* [GOAL]
Starting at the line that contains "the white cloud", copy each line through the final one exactly as written.

* begin *

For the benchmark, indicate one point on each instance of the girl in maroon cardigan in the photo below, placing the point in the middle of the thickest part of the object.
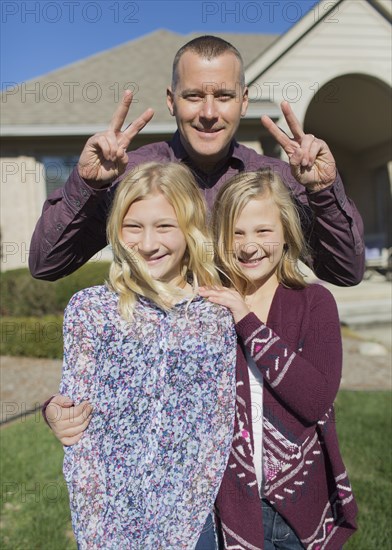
(285, 483)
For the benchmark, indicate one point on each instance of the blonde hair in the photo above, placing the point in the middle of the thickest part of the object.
(229, 203)
(129, 275)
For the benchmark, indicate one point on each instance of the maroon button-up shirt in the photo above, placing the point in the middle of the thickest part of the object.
(72, 227)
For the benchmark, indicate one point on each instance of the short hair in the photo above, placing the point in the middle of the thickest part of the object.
(229, 203)
(207, 47)
(129, 275)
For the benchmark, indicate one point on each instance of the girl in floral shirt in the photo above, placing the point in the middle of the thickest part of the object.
(157, 362)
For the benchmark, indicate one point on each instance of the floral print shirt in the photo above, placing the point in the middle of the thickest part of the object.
(146, 472)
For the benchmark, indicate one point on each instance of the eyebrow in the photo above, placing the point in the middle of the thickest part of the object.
(205, 89)
(160, 220)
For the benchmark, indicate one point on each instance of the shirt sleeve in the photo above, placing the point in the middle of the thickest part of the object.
(333, 229)
(306, 379)
(336, 236)
(71, 229)
(83, 467)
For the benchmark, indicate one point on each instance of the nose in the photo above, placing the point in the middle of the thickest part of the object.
(248, 248)
(209, 110)
(148, 243)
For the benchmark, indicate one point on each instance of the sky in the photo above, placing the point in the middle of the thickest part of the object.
(40, 36)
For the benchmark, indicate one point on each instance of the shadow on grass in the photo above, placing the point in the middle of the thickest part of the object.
(35, 512)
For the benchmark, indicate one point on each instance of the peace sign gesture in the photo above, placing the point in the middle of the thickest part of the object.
(104, 156)
(310, 158)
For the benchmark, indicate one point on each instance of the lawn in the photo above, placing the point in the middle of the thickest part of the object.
(34, 497)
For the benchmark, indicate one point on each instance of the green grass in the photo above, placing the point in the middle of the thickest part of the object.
(34, 500)
(35, 511)
(364, 428)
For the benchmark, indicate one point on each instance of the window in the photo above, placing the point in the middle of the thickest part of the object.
(57, 170)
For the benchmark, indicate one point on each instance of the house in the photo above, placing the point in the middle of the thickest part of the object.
(334, 66)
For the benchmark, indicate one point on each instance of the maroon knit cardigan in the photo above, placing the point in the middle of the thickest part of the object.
(299, 354)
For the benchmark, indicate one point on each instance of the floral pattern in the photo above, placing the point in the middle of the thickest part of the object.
(146, 472)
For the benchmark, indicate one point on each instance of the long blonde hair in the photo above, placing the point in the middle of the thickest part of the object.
(129, 275)
(229, 203)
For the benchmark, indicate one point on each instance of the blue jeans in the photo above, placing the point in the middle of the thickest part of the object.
(278, 535)
(208, 539)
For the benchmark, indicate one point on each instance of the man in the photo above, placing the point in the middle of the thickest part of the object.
(208, 96)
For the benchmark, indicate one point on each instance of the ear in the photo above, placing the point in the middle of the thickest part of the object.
(170, 101)
(245, 101)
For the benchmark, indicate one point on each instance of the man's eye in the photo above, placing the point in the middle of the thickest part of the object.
(193, 97)
(131, 227)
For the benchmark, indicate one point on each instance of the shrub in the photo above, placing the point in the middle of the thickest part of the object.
(23, 296)
(32, 336)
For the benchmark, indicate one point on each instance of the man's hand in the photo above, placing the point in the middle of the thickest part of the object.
(67, 421)
(104, 156)
(228, 298)
(311, 161)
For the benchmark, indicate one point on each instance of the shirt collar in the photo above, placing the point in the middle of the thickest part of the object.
(181, 154)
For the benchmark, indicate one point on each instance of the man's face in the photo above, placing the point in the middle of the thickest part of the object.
(208, 102)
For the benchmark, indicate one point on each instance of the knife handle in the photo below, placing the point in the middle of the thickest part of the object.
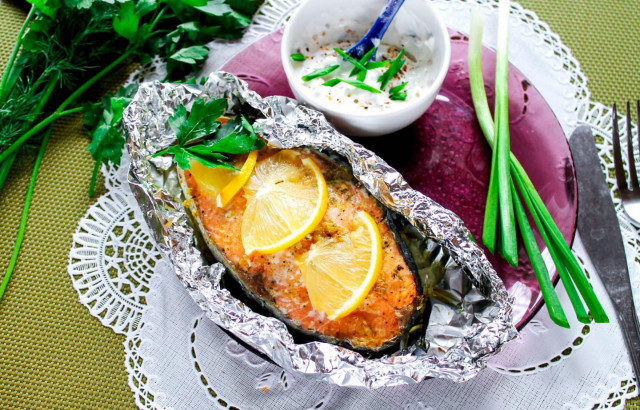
(631, 331)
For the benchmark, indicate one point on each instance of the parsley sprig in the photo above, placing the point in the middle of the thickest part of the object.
(65, 47)
(201, 136)
(360, 69)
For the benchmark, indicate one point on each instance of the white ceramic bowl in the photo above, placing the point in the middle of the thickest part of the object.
(416, 19)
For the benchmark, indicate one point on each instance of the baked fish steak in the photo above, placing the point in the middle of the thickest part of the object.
(275, 280)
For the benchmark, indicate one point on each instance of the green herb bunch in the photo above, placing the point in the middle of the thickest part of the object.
(512, 194)
(66, 46)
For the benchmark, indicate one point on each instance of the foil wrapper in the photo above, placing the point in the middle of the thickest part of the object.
(465, 328)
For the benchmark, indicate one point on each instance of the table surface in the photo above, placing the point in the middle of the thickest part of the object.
(54, 354)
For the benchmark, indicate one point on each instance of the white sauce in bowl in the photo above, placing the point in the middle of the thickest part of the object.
(345, 97)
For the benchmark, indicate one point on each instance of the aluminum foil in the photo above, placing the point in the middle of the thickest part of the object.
(466, 327)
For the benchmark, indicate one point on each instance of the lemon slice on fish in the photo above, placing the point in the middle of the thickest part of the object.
(286, 199)
(222, 182)
(339, 272)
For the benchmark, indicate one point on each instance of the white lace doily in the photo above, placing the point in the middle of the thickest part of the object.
(176, 358)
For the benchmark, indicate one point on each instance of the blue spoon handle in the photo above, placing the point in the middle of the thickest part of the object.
(377, 30)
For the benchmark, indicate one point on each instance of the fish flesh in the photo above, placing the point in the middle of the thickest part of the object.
(275, 281)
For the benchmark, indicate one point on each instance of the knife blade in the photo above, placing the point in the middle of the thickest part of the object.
(600, 232)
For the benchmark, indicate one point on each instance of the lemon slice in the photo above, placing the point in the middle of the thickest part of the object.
(238, 181)
(339, 272)
(286, 199)
(222, 182)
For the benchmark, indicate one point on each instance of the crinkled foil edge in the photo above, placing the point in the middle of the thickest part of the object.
(474, 334)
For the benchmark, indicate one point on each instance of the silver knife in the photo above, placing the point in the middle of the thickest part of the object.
(600, 232)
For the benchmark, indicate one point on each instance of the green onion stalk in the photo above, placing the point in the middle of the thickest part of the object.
(514, 178)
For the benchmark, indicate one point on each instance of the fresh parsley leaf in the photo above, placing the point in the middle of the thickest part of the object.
(332, 82)
(127, 21)
(350, 59)
(393, 69)
(233, 137)
(191, 55)
(377, 64)
(104, 124)
(194, 3)
(353, 83)
(320, 72)
(398, 96)
(79, 4)
(239, 141)
(363, 61)
(107, 139)
(398, 88)
(200, 122)
(46, 7)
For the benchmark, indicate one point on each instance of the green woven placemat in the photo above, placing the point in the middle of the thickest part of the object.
(53, 353)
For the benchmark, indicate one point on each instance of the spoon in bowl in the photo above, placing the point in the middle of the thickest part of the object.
(373, 37)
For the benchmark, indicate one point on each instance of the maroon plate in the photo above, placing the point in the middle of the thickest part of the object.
(443, 154)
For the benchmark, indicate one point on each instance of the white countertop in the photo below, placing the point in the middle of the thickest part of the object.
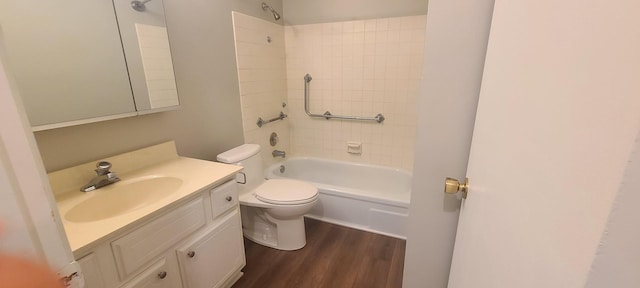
(195, 174)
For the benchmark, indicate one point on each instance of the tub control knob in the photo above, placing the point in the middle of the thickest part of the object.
(452, 186)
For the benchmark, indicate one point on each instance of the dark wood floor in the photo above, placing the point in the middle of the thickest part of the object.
(335, 256)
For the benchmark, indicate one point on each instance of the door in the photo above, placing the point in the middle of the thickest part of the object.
(28, 216)
(556, 122)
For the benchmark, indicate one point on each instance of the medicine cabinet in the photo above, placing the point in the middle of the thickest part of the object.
(77, 62)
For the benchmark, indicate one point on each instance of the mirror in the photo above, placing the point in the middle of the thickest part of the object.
(77, 62)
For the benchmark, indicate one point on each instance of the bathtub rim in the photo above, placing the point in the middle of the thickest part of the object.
(347, 192)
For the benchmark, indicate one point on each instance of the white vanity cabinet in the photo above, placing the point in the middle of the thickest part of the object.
(209, 261)
(195, 244)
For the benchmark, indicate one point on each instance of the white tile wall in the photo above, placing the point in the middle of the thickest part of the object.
(262, 77)
(359, 68)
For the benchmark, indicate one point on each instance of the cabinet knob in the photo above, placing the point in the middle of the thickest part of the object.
(162, 275)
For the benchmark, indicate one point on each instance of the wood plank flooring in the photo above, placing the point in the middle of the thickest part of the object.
(335, 257)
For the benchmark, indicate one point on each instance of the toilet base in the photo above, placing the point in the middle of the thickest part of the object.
(259, 227)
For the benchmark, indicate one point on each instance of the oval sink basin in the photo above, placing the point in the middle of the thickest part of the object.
(123, 197)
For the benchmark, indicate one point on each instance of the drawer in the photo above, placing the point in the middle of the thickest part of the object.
(141, 246)
(223, 198)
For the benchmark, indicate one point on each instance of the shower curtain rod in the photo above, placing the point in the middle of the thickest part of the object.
(327, 115)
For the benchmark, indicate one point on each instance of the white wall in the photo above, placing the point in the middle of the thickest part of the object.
(209, 119)
(312, 11)
(359, 68)
(263, 84)
(457, 34)
(618, 258)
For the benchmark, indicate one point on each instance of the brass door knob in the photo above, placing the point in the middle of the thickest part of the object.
(452, 186)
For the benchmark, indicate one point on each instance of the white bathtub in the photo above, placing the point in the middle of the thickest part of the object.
(366, 197)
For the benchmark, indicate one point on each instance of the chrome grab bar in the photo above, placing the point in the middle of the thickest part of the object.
(262, 122)
(327, 115)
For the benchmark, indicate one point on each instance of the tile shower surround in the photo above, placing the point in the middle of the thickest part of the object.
(358, 67)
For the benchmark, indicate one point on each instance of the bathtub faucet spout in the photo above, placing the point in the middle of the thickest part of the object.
(278, 153)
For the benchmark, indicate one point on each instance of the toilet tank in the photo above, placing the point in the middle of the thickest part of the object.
(247, 156)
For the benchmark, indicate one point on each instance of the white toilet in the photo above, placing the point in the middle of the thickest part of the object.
(272, 210)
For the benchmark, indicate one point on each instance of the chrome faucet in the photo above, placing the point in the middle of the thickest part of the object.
(104, 177)
(278, 153)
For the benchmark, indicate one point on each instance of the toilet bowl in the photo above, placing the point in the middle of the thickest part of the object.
(272, 211)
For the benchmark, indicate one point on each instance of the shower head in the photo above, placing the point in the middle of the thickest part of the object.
(275, 14)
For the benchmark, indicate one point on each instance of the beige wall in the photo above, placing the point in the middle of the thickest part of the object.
(263, 83)
(209, 119)
(312, 11)
(359, 68)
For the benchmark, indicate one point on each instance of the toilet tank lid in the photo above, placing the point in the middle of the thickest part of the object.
(239, 153)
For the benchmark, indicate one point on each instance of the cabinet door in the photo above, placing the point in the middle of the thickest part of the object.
(212, 259)
(160, 275)
(91, 271)
(67, 59)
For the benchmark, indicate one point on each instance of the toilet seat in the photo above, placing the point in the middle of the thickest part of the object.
(286, 192)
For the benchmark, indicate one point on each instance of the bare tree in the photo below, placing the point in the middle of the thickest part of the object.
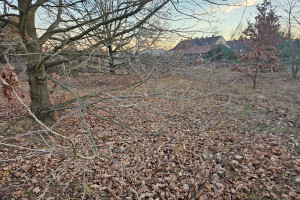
(66, 25)
(291, 9)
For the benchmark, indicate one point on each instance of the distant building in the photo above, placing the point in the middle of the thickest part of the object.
(238, 46)
(195, 50)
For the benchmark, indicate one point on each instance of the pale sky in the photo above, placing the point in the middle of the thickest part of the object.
(224, 19)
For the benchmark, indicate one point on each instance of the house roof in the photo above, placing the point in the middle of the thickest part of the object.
(206, 40)
(198, 49)
(237, 44)
(186, 44)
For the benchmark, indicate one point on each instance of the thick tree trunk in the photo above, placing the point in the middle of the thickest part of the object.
(40, 100)
(255, 79)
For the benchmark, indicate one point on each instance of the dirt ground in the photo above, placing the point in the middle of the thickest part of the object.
(192, 133)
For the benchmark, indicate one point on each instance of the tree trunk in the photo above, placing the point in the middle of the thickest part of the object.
(111, 60)
(40, 100)
(254, 79)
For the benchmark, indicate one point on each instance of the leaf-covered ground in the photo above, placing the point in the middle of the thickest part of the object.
(208, 136)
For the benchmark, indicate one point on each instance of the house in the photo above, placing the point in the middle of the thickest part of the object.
(195, 50)
(238, 46)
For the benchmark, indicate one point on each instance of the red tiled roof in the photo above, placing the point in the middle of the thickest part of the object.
(198, 49)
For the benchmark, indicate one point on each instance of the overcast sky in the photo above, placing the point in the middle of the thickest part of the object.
(222, 20)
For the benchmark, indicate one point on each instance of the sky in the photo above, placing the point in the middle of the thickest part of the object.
(224, 20)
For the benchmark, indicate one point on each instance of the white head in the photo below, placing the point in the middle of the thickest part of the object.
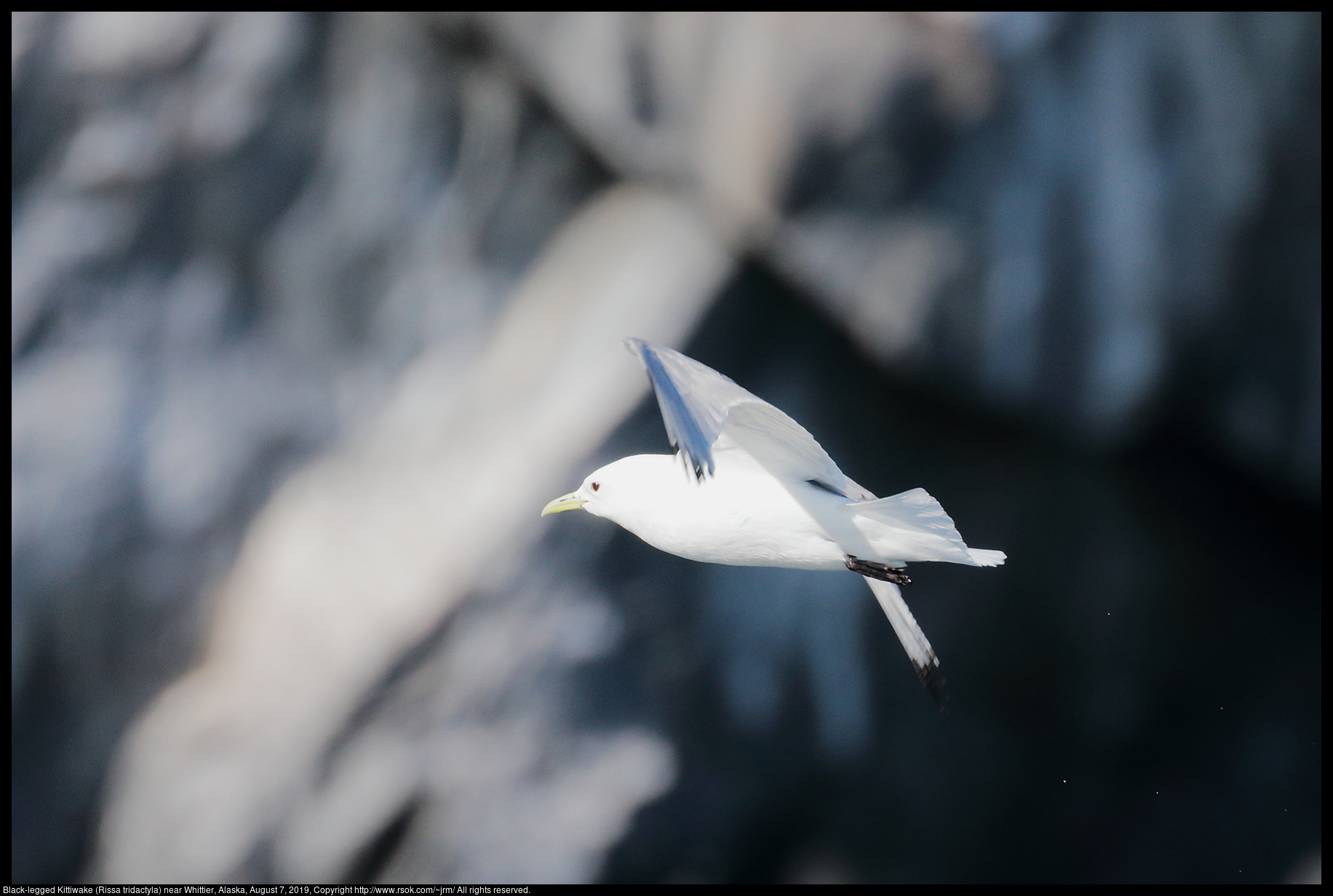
(621, 491)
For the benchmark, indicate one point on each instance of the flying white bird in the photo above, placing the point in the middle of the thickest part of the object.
(752, 488)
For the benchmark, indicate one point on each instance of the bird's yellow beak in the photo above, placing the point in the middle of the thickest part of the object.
(570, 502)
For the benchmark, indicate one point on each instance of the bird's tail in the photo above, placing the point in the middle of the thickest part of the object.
(913, 639)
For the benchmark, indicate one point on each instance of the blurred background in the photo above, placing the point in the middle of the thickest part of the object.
(312, 313)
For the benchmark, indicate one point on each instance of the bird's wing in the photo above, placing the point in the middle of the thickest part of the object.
(699, 404)
(918, 528)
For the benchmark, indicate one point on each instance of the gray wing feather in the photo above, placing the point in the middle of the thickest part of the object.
(699, 404)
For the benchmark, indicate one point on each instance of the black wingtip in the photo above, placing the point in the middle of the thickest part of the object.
(934, 681)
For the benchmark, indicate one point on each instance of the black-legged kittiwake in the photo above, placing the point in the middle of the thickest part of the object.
(756, 489)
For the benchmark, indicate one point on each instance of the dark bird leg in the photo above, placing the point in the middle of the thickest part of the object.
(876, 569)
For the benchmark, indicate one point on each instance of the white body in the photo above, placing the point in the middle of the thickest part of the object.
(744, 516)
(752, 488)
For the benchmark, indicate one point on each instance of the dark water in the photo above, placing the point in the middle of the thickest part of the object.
(1134, 695)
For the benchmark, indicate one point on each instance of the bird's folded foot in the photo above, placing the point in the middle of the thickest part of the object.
(880, 571)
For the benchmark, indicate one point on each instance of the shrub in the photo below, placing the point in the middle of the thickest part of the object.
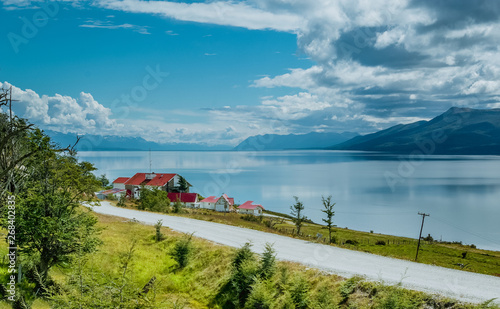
(121, 200)
(251, 218)
(159, 235)
(352, 242)
(244, 271)
(259, 297)
(268, 262)
(177, 208)
(323, 298)
(182, 251)
(348, 287)
(299, 292)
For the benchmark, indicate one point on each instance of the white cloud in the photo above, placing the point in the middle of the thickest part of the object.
(63, 113)
(109, 25)
(237, 14)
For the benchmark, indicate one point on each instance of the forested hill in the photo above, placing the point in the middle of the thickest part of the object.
(457, 131)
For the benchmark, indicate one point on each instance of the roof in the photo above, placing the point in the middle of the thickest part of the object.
(249, 205)
(159, 180)
(111, 191)
(183, 197)
(210, 199)
(229, 200)
(121, 180)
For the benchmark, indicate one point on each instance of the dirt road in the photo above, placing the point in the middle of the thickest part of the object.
(456, 284)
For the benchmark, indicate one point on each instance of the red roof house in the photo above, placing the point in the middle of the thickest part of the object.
(188, 199)
(249, 208)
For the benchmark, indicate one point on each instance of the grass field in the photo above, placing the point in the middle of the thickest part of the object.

* end *

* [EXERCISE SOLUTION]
For the benchmark, indicate one point on each instance of the white cloud in the photo above, placing the point in the middle of the thickest part of the object.
(63, 113)
(109, 25)
(237, 14)
For the benchmark, indicate one point on each instance of the forested hill in the photo above, placing the point in the middle of the thickest part of the object.
(457, 131)
For the benchmark, indicate one point on each instance of the roof in the photo above, placing the point in the middle of the thickest part of the object.
(249, 205)
(159, 180)
(111, 191)
(183, 197)
(210, 199)
(229, 200)
(121, 180)
For the benchmark, indicate one point on each instance of the dirt road in the photo above, placing the point in the middle of the thickest part of the object.
(456, 284)
For the benchmark, indicate one point on each instance of the red roof house in the photo above, placing the point in the middle of the thickest part of the object.
(188, 199)
(249, 208)
For the benchmark, indicate one point on each instance of the grass field in the photo above, placing the point in the middle of the thickest part of the object.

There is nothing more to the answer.